*Goal:* Arrange the items from the line containing "Put a dot on each instance of the boy's" up to and including the line containing "column 484, row 276" as a Markdown table with two columns, Row and Line, numbering each row and omitting any blank lines.

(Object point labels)
____
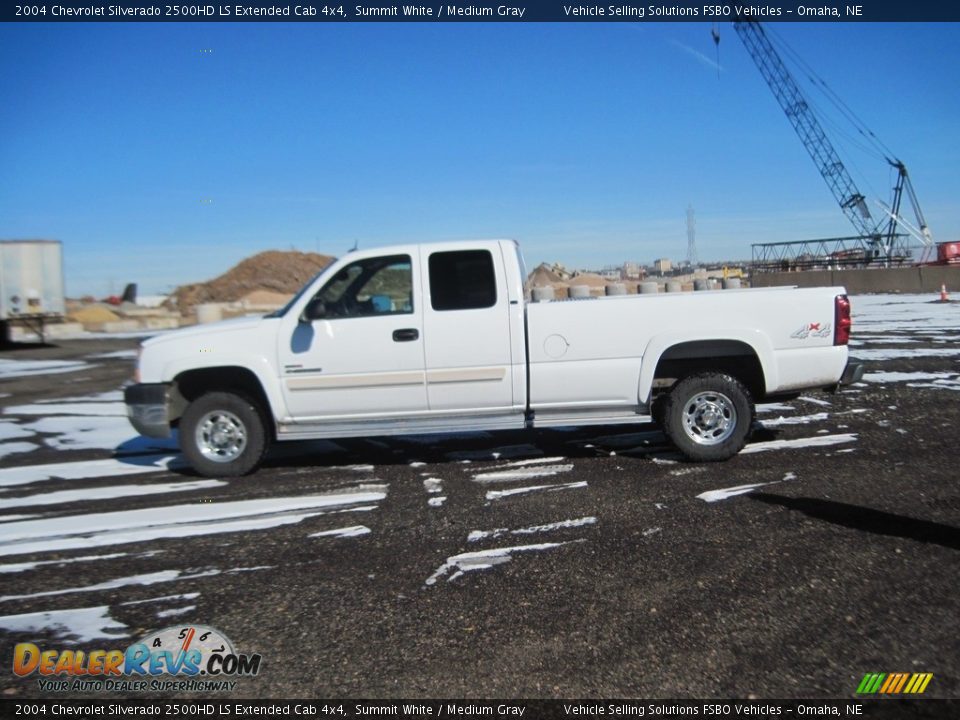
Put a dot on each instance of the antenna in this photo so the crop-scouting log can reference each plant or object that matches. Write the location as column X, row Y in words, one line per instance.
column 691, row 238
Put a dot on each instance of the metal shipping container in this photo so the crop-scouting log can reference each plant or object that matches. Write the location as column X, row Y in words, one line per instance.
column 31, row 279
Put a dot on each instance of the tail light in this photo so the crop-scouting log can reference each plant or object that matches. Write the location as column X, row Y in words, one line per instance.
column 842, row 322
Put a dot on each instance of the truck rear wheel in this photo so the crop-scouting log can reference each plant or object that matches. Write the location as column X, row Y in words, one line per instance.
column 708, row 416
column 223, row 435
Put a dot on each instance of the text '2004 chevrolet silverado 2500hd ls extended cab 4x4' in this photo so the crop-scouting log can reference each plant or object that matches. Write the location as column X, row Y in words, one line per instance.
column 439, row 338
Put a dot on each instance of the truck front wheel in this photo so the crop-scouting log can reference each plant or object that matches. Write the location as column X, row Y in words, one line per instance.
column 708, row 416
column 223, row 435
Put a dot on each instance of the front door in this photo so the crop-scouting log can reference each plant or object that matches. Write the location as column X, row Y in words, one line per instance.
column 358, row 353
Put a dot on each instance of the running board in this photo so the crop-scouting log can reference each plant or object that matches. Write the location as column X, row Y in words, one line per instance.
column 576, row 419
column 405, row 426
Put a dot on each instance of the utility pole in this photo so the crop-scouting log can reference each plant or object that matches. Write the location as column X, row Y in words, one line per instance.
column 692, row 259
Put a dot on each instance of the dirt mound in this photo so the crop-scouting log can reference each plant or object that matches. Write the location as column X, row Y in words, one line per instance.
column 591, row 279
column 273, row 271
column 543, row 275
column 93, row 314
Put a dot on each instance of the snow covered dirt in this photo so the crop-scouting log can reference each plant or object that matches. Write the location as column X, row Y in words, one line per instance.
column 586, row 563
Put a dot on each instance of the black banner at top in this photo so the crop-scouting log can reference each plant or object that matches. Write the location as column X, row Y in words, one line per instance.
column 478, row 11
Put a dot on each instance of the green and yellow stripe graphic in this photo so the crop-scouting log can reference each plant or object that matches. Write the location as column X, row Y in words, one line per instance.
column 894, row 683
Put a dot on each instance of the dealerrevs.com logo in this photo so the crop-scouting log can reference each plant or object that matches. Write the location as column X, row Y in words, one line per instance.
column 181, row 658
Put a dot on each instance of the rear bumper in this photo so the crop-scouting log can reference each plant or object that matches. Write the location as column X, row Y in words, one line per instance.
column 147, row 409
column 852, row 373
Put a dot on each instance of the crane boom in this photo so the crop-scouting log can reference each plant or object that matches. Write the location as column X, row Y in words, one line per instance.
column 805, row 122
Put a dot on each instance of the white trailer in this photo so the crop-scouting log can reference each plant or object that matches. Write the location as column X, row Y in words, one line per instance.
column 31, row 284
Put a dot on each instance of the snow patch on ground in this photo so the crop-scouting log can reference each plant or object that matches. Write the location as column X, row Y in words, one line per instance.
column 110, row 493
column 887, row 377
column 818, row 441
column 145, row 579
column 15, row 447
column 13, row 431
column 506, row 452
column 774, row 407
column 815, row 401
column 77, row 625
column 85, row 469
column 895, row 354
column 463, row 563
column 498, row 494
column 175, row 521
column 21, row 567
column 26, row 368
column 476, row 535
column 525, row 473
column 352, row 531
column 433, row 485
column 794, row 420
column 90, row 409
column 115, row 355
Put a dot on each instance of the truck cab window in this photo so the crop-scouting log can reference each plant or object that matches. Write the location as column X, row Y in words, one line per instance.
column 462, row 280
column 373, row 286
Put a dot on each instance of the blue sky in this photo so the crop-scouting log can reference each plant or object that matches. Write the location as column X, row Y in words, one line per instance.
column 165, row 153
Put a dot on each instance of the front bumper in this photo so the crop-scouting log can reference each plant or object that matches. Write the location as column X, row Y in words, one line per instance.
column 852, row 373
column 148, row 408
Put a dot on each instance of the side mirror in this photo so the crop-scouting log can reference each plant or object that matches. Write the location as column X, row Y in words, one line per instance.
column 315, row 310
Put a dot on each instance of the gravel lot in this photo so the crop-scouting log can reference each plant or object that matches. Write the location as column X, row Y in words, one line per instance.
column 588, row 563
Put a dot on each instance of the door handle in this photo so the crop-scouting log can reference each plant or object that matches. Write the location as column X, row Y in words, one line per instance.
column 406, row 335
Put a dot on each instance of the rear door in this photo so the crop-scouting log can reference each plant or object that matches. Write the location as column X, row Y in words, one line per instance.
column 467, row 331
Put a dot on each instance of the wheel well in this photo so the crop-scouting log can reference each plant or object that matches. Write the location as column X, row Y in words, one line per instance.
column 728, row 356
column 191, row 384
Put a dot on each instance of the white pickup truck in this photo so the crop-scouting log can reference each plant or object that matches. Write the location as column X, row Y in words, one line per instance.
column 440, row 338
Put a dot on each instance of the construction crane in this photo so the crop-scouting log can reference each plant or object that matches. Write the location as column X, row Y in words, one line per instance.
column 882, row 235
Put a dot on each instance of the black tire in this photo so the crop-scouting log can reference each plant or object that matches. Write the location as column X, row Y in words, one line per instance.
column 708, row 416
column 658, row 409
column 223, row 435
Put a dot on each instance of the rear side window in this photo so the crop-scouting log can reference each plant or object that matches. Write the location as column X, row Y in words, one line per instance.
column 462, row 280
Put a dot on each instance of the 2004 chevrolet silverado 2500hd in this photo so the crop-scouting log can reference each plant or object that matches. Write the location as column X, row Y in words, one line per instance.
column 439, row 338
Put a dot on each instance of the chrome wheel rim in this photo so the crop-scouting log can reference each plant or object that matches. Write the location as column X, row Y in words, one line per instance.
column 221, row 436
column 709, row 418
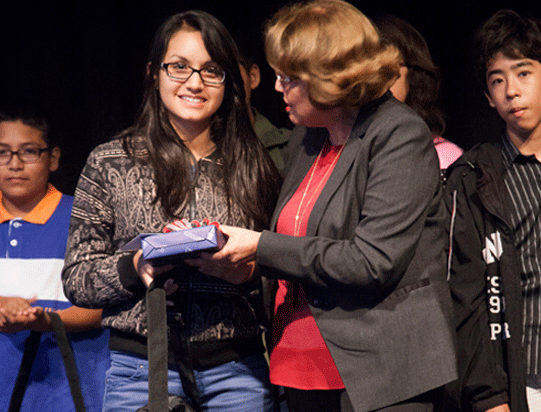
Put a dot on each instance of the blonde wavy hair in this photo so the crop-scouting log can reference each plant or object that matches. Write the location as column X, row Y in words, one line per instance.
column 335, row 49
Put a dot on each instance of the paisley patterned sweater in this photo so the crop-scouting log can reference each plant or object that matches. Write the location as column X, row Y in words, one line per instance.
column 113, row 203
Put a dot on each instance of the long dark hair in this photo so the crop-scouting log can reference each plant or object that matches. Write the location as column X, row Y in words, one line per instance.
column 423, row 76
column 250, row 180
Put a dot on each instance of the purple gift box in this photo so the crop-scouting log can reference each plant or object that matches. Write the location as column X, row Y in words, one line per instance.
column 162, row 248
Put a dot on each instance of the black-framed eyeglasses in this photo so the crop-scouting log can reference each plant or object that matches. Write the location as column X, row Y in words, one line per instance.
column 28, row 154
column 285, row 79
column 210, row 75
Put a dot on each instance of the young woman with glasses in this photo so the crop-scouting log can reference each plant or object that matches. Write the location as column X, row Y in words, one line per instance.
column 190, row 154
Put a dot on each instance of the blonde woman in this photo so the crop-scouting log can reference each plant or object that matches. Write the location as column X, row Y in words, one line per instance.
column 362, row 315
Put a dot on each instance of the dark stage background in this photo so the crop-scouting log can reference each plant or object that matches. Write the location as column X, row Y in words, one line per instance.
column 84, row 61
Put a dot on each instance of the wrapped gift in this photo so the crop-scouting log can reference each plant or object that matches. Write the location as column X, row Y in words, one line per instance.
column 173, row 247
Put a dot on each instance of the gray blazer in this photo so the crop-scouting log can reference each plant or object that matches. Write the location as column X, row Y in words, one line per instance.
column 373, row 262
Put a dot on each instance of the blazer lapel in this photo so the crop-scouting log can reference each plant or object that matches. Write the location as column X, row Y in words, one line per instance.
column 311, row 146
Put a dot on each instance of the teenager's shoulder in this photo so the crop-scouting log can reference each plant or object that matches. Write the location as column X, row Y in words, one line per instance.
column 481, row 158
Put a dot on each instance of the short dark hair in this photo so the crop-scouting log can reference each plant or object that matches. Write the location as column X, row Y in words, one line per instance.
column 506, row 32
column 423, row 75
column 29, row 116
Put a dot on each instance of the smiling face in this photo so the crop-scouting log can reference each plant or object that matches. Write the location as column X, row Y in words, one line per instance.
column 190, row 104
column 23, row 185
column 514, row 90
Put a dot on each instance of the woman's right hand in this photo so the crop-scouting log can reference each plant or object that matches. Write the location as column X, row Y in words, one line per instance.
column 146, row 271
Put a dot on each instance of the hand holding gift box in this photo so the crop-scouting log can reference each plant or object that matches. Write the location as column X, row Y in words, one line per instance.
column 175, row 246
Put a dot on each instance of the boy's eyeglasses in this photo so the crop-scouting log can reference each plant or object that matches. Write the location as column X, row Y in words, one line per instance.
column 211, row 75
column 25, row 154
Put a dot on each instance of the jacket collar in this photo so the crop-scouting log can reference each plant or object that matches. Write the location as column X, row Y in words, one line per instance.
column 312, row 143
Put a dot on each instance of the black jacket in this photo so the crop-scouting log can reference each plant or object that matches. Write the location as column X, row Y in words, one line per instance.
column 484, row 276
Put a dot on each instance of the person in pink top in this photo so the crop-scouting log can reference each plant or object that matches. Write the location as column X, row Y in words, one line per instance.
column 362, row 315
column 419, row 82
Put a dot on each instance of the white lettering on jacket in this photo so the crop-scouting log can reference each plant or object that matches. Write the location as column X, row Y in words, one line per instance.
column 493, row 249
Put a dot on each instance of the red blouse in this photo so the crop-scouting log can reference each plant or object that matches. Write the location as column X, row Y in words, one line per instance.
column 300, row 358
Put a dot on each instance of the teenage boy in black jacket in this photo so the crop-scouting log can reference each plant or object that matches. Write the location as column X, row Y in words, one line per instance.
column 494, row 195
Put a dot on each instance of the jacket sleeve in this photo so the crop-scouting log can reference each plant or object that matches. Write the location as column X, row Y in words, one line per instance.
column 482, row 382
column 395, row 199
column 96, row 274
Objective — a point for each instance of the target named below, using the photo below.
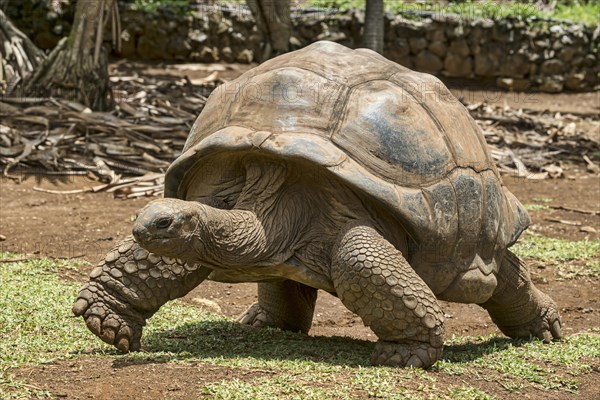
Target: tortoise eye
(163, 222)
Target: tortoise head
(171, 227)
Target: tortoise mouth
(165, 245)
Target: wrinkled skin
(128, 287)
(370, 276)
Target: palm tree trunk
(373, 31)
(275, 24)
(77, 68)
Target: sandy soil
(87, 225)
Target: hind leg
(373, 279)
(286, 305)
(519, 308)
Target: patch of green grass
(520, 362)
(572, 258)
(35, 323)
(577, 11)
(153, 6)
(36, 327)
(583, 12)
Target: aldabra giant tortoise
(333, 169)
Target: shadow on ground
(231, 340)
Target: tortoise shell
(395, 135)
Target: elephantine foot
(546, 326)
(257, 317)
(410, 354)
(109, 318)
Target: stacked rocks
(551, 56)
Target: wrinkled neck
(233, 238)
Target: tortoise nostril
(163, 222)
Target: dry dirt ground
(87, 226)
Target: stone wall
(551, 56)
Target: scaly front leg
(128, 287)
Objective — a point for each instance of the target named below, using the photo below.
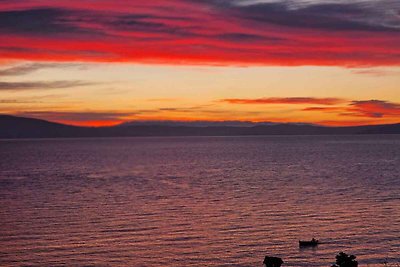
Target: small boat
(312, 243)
____
*Task solution:*
| Row | Line |
|---|---|
| 1 | Put a dot on each instance of the boy's eyeglasses in this photo so the crop-scouting log can reference each plant or object that matches. Write the location as column X, row Y in words, one line per instance. |
| 2 | column 211, row 75 |
| 3 | column 25, row 154 |
| 4 | Put a dot on each instance of the jacket collar in this photo so the crop-scouting log can reference each plant or object that matches. Write the location as column X, row Y in words, one line per instance. |
| 5 | column 312, row 143 |
| 6 | Put a dot on each instance of the black jacket in this photo so the crop-scouting log can reference each plant or object that matches. Write the location as column X, row Y in words, one line per instance. |
| 7 | column 484, row 276 |